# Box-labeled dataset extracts
-- START --

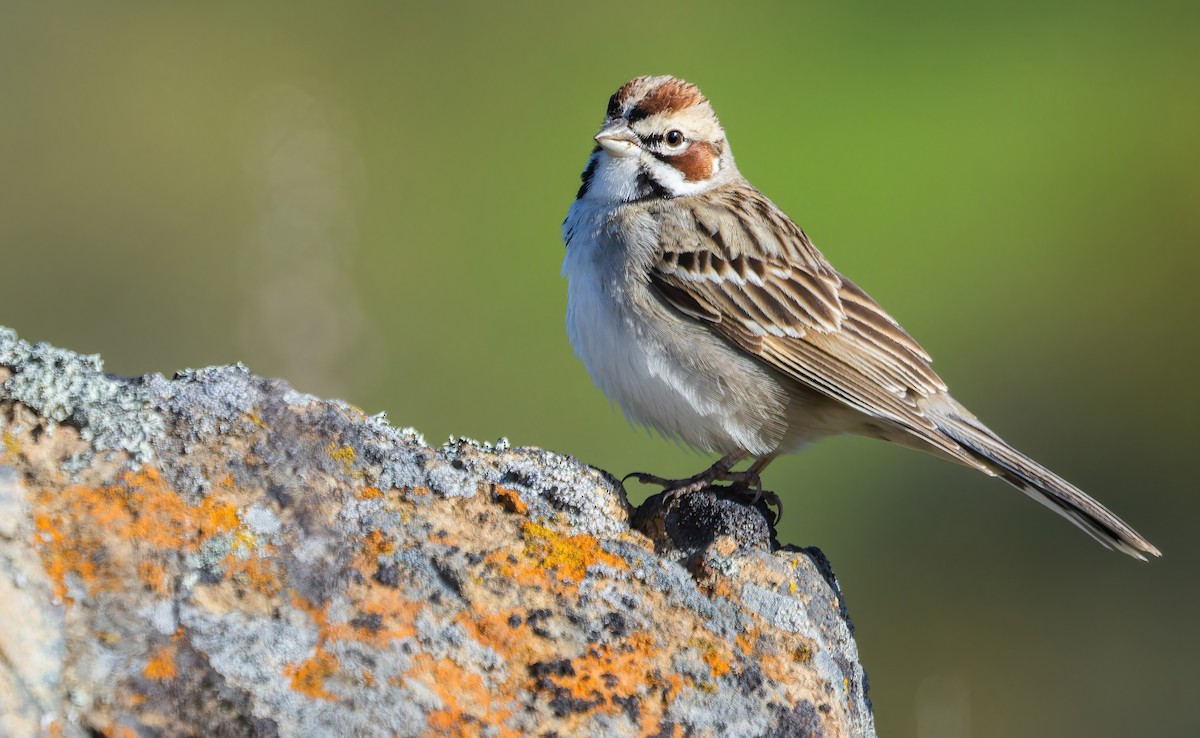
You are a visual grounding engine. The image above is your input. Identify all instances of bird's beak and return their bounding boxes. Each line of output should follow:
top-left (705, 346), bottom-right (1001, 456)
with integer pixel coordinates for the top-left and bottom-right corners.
top-left (595, 118), bottom-right (641, 157)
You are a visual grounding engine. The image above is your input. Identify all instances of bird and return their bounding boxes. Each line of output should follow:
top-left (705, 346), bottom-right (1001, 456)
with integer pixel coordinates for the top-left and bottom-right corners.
top-left (563, 76), bottom-right (1160, 560)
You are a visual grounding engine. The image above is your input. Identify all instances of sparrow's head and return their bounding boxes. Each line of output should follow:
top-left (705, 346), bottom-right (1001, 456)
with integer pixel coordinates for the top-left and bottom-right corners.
top-left (577, 76), bottom-right (737, 202)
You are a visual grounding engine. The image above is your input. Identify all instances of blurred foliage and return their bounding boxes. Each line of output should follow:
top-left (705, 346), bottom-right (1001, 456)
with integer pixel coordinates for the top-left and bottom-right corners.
top-left (0, 0), bottom-right (1200, 738)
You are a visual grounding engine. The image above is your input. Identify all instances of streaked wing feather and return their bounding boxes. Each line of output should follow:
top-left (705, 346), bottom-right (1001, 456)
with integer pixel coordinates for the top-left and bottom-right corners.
top-left (650, 190), bottom-right (978, 466)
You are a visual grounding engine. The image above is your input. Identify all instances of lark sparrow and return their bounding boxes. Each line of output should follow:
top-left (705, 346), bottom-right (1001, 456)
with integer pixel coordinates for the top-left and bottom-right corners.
top-left (563, 77), bottom-right (1159, 559)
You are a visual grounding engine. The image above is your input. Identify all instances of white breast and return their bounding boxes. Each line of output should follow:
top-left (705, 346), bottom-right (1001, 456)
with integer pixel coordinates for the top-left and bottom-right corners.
top-left (563, 202), bottom-right (782, 454)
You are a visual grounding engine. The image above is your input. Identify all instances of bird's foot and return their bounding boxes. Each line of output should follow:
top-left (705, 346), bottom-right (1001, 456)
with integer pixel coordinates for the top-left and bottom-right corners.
top-left (620, 454), bottom-right (746, 499)
top-left (620, 454), bottom-right (784, 522)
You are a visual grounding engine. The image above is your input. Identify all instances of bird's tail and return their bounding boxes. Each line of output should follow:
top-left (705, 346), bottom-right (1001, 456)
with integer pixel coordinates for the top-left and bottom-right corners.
top-left (931, 403), bottom-right (1162, 560)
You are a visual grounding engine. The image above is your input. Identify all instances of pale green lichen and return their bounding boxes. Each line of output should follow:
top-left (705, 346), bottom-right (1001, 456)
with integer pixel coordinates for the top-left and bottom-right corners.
top-left (0, 326), bottom-right (166, 468)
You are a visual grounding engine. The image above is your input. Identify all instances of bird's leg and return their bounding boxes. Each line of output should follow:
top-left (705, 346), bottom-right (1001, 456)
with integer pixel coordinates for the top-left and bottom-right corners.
top-left (620, 451), bottom-right (744, 497)
top-left (726, 454), bottom-right (784, 522)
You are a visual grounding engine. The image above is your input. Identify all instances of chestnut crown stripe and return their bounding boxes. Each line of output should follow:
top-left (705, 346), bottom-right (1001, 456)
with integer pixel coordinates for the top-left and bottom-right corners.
top-left (608, 77), bottom-right (707, 122)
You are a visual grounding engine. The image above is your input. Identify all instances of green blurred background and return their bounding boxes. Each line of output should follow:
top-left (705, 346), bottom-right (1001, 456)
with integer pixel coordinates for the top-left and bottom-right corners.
top-left (0, 1), bottom-right (1200, 738)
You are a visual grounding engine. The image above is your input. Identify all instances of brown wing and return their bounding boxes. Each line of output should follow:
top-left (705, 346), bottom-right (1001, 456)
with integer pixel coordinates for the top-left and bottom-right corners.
top-left (649, 188), bottom-right (979, 467)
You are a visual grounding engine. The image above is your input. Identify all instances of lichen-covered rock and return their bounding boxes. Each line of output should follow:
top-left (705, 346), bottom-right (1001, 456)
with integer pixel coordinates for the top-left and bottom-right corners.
top-left (0, 329), bottom-right (874, 738)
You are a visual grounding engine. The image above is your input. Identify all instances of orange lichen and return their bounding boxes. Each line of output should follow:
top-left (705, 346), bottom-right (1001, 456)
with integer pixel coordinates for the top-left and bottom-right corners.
top-left (325, 440), bottom-right (358, 474)
top-left (31, 467), bottom-right (239, 599)
top-left (521, 522), bottom-right (629, 592)
top-left (407, 654), bottom-right (521, 738)
top-left (362, 528), bottom-right (396, 557)
top-left (532, 632), bottom-right (683, 736)
top-left (138, 558), bottom-right (170, 598)
top-left (142, 643), bottom-right (178, 682)
top-left (283, 646), bottom-right (337, 700)
top-left (496, 487), bottom-right (529, 515)
top-left (701, 644), bottom-right (733, 677)
top-left (222, 547), bottom-right (283, 596)
top-left (4, 431), bottom-right (20, 456)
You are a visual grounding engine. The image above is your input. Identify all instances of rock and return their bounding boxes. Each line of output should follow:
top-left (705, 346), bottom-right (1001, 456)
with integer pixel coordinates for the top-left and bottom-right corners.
top-left (0, 329), bottom-right (875, 738)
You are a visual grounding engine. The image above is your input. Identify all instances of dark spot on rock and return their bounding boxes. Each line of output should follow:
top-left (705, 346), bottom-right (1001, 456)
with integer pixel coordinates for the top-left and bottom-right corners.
top-left (374, 564), bottom-right (400, 587)
top-left (526, 608), bottom-right (552, 638)
top-left (733, 664), bottom-right (764, 696)
top-left (350, 613), bottom-right (383, 632)
top-left (600, 611), bottom-right (629, 638)
top-left (764, 700), bottom-right (824, 738)
top-left (650, 720), bottom-right (691, 738)
top-left (529, 659), bottom-right (575, 679)
top-left (612, 695), bottom-right (642, 725)
top-left (550, 689), bottom-right (604, 718)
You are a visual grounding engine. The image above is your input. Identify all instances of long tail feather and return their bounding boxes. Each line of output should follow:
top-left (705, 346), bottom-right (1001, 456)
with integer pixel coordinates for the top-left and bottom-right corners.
top-left (934, 412), bottom-right (1162, 560)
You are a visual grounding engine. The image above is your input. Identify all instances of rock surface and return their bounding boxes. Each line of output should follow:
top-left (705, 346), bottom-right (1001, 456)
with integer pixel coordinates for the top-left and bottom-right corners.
top-left (0, 328), bottom-right (875, 738)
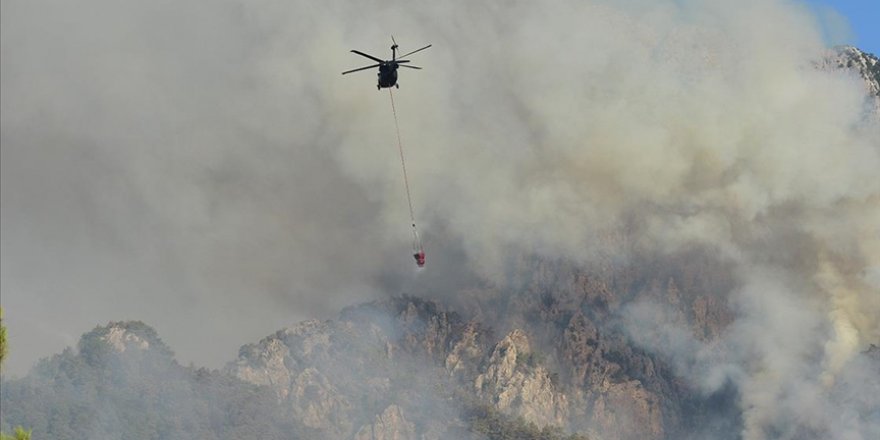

-- END --

Copy out the lines beginning with the one containing "instances of pale" and going on through the one containing "top-left (0, 326), bottom-right (166, 468)", renaming "pale green lichen" to "orange crustose lichen" and leaving everything else unchanged.

You are a visual grounding engine. The image above is your input. Identify all instances of orange crustose lichen and return their bounding boxes. Each line of output should follow:
top-left (705, 346), bottom-right (1001, 456)
with integer pixel coordinates for the top-left and bottom-right corners.
top-left (0, 326), bottom-right (166, 468)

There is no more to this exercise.